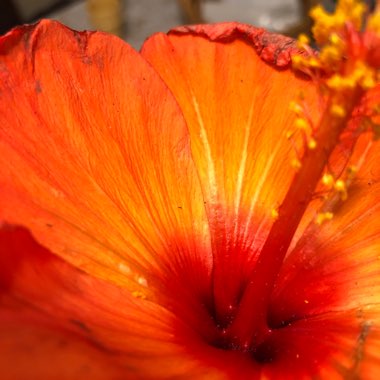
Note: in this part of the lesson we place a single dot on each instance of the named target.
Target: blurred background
(135, 20)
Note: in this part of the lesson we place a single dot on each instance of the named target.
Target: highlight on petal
(96, 158)
(238, 117)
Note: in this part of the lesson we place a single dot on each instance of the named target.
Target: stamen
(343, 82)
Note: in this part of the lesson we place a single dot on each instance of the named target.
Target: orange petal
(54, 317)
(237, 108)
(336, 266)
(96, 159)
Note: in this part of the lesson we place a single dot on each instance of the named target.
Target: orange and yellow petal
(96, 158)
(57, 319)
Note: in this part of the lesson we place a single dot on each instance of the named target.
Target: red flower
(139, 197)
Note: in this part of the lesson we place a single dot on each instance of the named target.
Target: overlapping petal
(96, 159)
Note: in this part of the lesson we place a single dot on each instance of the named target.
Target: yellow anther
(323, 217)
(274, 213)
(296, 164)
(297, 61)
(314, 62)
(328, 180)
(312, 144)
(339, 83)
(337, 110)
(301, 123)
(290, 134)
(335, 39)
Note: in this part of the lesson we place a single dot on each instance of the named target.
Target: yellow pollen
(323, 217)
(302, 41)
(374, 23)
(337, 110)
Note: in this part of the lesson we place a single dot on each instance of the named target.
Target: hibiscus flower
(200, 209)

#### The problem:
Count the lines in the rows above that contain the string "petal", where uppercase and lowercase letters count as different. Reply with that number alone.

#### Response to the task:
4